§ **What the exercise asks**
Every entry should be transcribed word for word, so that nothing is missing.

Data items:
━━━━━━

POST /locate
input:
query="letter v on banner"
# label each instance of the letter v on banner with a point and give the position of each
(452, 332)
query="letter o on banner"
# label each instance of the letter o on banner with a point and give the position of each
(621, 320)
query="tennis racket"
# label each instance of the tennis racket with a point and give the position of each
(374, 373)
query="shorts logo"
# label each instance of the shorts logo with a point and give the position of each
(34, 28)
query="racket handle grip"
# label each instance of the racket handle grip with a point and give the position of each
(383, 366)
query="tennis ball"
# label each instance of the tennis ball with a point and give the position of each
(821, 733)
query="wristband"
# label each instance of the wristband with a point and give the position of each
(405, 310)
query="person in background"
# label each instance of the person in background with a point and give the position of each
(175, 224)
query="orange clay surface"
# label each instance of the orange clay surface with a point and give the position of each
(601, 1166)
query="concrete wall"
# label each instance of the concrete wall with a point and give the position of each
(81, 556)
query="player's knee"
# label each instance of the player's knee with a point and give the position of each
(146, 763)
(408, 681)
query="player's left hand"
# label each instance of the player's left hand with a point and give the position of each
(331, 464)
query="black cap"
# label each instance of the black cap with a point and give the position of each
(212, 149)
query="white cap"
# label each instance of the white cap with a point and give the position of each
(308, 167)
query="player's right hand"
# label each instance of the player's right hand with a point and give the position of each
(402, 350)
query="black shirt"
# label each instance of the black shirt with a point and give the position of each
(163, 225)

━━━━━━

§ **Answer to the problem**
POST /locate
input:
query="letter v on banner"
# label each instance of the letter v on banner with a point and give the position of each
(452, 332)
query="letter o on banner"
# label each instance of the letter o on banner with a point and give the position of each
(621, 320)
query="tennis racket"
# label each instance of the tennis racket with a point and give the position of each
(374, 373)
query="shorts logo"
# label each instance of the shorts logo with a point and give the position of each
(34, 28)
query="racket handle grip"
# label each instance of the racket handle grip with a point and give the position of each
(383, 366)
query="tennis ball"
# label each instance of the tennis ball with a point and give the position of each
(821, 733)
query="wristband"
# label each instance of the wristband with a point and give the position of each
(405, 310)
query="person in background"
# label each instance of the person in background with a point and give the position of each
(175, 224)
query="orange clay surface"
# label each instance of the orange clay surface with a point and give the position of each
(601, 1166)
query="concrete wall"
# label each instance of the concrete wall with a point and give the position of each
(81, 556)
query="player's knee"
# label each instance of the player's knee with a point and give the position of each
(146, 763)
(408, 681)
query="player's left hand"
# label each instance of the player's left hand with a point and give the position of each
(331, 464)
query="black cap"
# label each instance of the black cap with a point and give the position of each
(212, 149)
query="white cap"
# label each instance of the white cap with a point and give the position of each
(308, 167)
query="player's right hand"
# label each instance of the player's right hand with a point and give the position of each
(402, 350)
query="black shirt"
# label each instance of the black shirt with a point and give the position of each
(163, 225)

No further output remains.